- Given records -
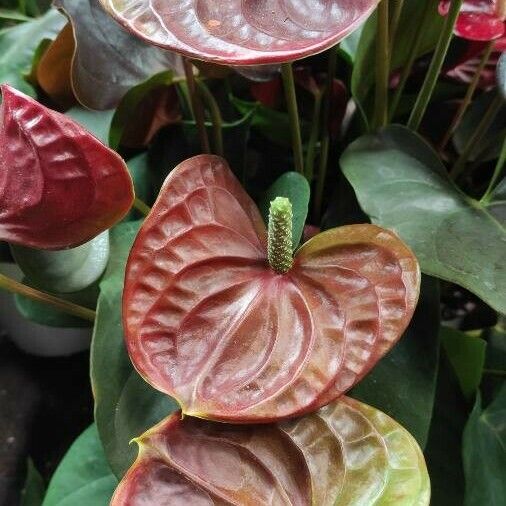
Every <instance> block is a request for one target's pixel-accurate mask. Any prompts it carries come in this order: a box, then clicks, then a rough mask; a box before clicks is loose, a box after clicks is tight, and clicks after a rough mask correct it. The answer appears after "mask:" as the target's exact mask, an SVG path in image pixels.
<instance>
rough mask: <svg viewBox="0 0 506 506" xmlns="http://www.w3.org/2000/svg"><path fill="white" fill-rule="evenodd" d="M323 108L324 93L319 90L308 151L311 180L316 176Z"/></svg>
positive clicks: (306, 177) (309, 140)
mask: <svg viewBox="0 0 506 506" xmlns="http://www.w3.org/2000/svg"><path fill="white" fill-rule="evenodd" d="M321 109H322V93H321V92H320V91H319V92H318V93H316V94H315V97H314V110H313V120H312V124H311V135H310V136H309V142H308V145H307V153H306V167H305V171H306V178H307V180H308V181H309V182H311V181H312V180H313V177H314V159H315V154H316V144H317V143H318V138H319V137H320V121H321V118H320V115H321Z"/></svg>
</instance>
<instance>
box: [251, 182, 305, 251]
mask: <svg viewBox="0 0 506 506" xmlns="http://www.w3.org/2000/svg"><path fill="white" fill-rule="evenodd" d="M276 197H286V198H288V199H290V202H291V203H292V208H293V225H292V242H293V249H294V251H295V249H297V247H298V245H299V243H300V239H301V237H302V233H303V232H304V225H305V224H306V217H307V211H308V206H309V197H310V189H309V183H308V182H307V179H306V178H305V177H304V176H303V175H302V174H299V173H297V172H286V173H285V174H283V175H282V176H281V177H279V178H278V179H277V180H276V181H275V182H274V184H273V185H272V186H271V187H270V188H269V189H268V190H267V191H266V192H265V193H264V194H263V195H262V198H261V199H260V202H259V205H258V207H259V209H260V212H261V213H262V217H263V219H264V221H265V223H266V224H268V223H269V208H270V204H271V201H272V200H274V199H275V198H276Z"/></svg>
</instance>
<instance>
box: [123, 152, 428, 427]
mask: <svg viewBox="0 0 506 506" xmlns="http://www.w3.org/2000/svg"><path fill="white" fill-rule="evenodd" d="M419 282H420V280H419V270H418V264H417V262H416V260H415V258H414V257H413V255H412V253H411V252H410V250H409V249H408V248H406V246H405V245H404V244H403V243H402V242H401V241H400V240H399V239H398V238H397V237H396V236H395V235H394V234H392V233H391V232H389V231H387V230H384V229H381V228H379V227H376V226H373V225H355V226H349V227H342V228H338V229H332V230H329V231H327V232H325V233H322V234H319V235H318V236H316V237H314V238H313V239H311V240H310V241H309V242H307V243H306V244H305V245H304V246H302V247H301V248H300V249H299V250H298V251H297V252H296V255H295V259H294V266H293V268H292V269H291V270H290V271H289V272H288V273H287V274H285V275H278V274H276V273H275V272H274V271H273V270H272V269H270V267H269V266H268V264H267V252H266V230H265V225H264V223H263V220H262V218H261V216H260V213H259V211H258V209H257V208H256V206H255V204H254V203H253V202H252V200H251V199H250V198H249V196H248V195H247V194H246V193H245V192H244V190H243V189H242V188H241V186H240V185H239V183H238V181H237V180H236V179H235V177H234V176H233V174H232V173H231V171H230V170H229V168H228V167H227V166H226V163H225V162H224V160H222V159H221V158H218V157H214V156H208V155H202V156H198V157H195V158H191V159H189V160H187V161H186V162H183V163H182V164H181V165H179V166H178V167H177V168H176V169H174V170H173V171H172V173H171V174H170V175H169V177H168V178H167V180H166V182H165V184H164V186H163V188H162V190H161V193H160V196H159V198H158V200H157V202H156V203H155V206H154V207H153V210H152V212H151V214H150V216H149V217H148V218H147V220H146V221H145V222H144V224H143V226H142V228H141V230H140V232H139V235H138V236H137V239H136V241H135V243H134V247H133V249H132V252H131V254H130V257H129V262H128V265H127V270H126V277H125V291H124V298H123V304H124V307H123V318H124V328H125V333H126V340H127V346H128V349H129V353H130V356H131V358H132V361H133V362H134V364H135V366H136V368H137V370H138V371H139V372H140V373H141V375H143V376H144V377H145V378H146V379H147V381H149V382H150V383H151V384H152V385H153V386H155V387H156V388H157V389H159V390H161V391H163V392H166V393H168V394H169V395H171V396H173V397H175V398H177V399H178V401H179V402H180V404H181V406H182V408H183V411H184V412H185V413H186V414H191V415H196V416H200V417H208V418H213V419H219V420H231V421H232V420H233V421H239V422H247V421H262V422H265V421H270V420H272V419H278V418H281V417H289V416H294V415H296V414H299V413H303V412H307V411H311V410H314V409H316V408H317V407H319V406H322V405H324V404H327V403H329V402H330V401H332V400H333V399H335V398H336V397H338V396H339V395H340V394H342V393H343V392H344V391H346V390H347V389H349V388H351V387H352V386H353V385H354V384H355V383H356V382H357V381H358V380H359V379H360V378H361V377H362V376H364V375H365V374H366V373H367V371H368V370H369V369H370V368H371V367H372V366H373V365H374V364H375V363H376V362H377V360H379V358H380V357H381V356H383V355H384V353H386V351H388V350H389V349H390V348H391V347H392V346H393V344H394V343H395V342H396V341H397V339H398V338H399V337H400V335H401V334H402V332H403V330H404V329H405V327H406V325H407V323H408V322H409V319H410V318H411V315H412V314H413V310H414V307H415V304H416V300H417V297H418V289H419Z"/></svg>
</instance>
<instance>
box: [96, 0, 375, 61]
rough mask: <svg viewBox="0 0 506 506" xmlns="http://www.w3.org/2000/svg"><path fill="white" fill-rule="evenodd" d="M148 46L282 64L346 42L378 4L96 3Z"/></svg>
mask: <svg viewBox="0 0 506 506" xmlns="http://www.w3.org/2000/svg"><path fill="white" fill-rule="evenodd" d="M100 1H101V3H102V5H103V6H104V7H105V8H106V9H107V10H108V11H109V12H110V13H111V15H112V16H114V17H115V18H116V19H117V20H118V21H119V22H120V23H121V24H122V25H123V26H124V27H126V28H127V29H128V30H130V31H132V32H133V33H135V34H136V35H137V36H139V37H141V38H142V39H144V40H146V41H147V42H149V43H151V44H155V45H157V46H161V47H165V48H167V49H170V50H173V51H177V52H180V53H183V54H185V55H187V56H190V57H192V58H196V59H198V60H211V61H215V62H219V63H227V64H232V65H255V64H267V63H281V62H285V61H291V60H296V59H299V58H303V57H305V56H309V55H311V54H315V53H318V52H320V51H323V50H324V49H326V48H328V47H331V46H333V45H335V44H337V43H338V42H339V41H340V40H341V39H343V38H344V37H346V35H348V34H349V33H351V32H352V31H353V30H354V29H355V28H357V27H358V26H359V25H360V23H361V22H362V21H363V20H364V19H365V18H366V17H367V16H368V15H369V13H370V12H371V11H372V10H373V9H374V7H376V5H377V4H378V0H270V1H268V2H267V1H265V0H264V1H246V2H245V1H241V0H225V1H220V2H217V1H216V0H204V1H202V0H201V1H197V0H183V1H181V0H165V1H164V2H151V1H148V0H119V1H118V0H100Z"/></svg>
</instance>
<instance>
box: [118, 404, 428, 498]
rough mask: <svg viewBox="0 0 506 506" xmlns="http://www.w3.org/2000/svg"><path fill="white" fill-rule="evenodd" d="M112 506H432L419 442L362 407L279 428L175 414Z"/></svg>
mask: <svg viewBox="0 0 506 506" xmlns="http://www.w3.org/2000/svg"><path fill="white" fill-rule="evenodd" d="M136 441H137V443H138V444H139V457H138V458H137V461H136V462H135V463H134V465H133V466H132V468H131V469H130V471H129V472H128V473H127V474H126V475H125V477H124V478H123V480H122V481H121V483H120V484H119V486H118V488H117V490H116V493H115V495H114V497H113V499H112V502H111V506H159V505H162V504H167V505H168V504H170V505H174V506H179V505H191V506H197V505H198V506H213V505H225V504H237V505H239V504H240V505H242V506H271V505H276V506H278V505H280V506H312V505H314V506H360V505H372V504H382V505H391V506H408V505H409V506H412V505H417V506H426V505H428V504H429V499H430V482H429V476H428V473H427V469H426V466H425V462H424V458H423V454H422V452H421V450H420V448H419V447H418V445H417V443H416V441H415V440H414V439H413V437H412V436H411V435H410V434H409V433H408V432H407V431H406V430H405V429H404V428H403V427H401V426H400V425H399V424H398V423H396V422H395V421H394V420H392V419H391V418H389V417H388V416H386V415H385V414H384V413H381V412H380V411H378V410H376V409H374V408H372V407H370V406H367V405H366V404H362V403H360V402H357V401H355V400H353V399H349V398H346V397H343V398H341V399H339V401H337V402H335V403H333V404H331V405H329V406H326V407H325V408H322V409H321V410H319V411H318V412H316V413H314V414H311V415H307V416H305V417H303V418H300V419H297V420H293V421H290V422H288V423H282V424H277V425H265V426H258V425H257V426H237V425H228V424H214V423H210V422H204V421H202V420H196V419H192V418H185V419H184V420H181V418H180V414H175V415H173V416H171V417H169V418H167V419H166V420H164V421H163V422H161V423H160V424H158V425H157V426H156V427H154V428H153V429H151V430H149V431H148V432H146V433H145V434H144V435H142V436H141V437H139V438H138V439H137V440H136Z"/></svg>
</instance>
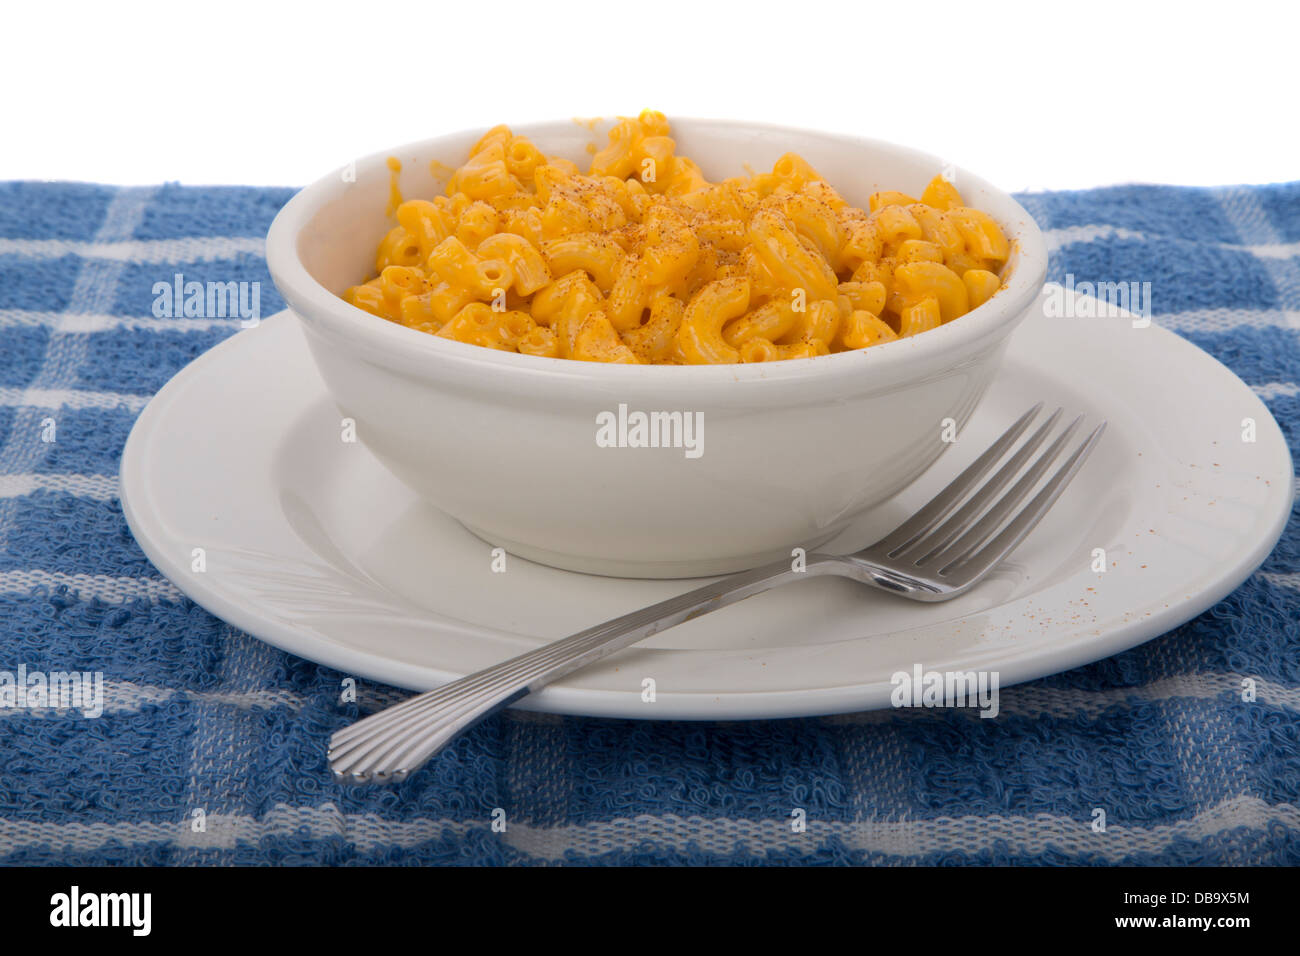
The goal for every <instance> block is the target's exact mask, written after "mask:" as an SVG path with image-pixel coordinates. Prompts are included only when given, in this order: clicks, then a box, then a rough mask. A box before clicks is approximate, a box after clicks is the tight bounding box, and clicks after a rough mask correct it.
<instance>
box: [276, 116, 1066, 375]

- What to do -
Pick out and copy each line of the listing that contains the string "accurate". Letter case must match.

- Answer space -
Every <instance> block is a request for one target's pixel-accurate mask. Any prompts it carries come in this order: a box, then clicks, then a rough mask; a box before clicks is loose, a box after clicks is tight, and clicks after a rough mask correct it. The answer appears after "mask:" as the target's exact mask, an SVG path in image pixels.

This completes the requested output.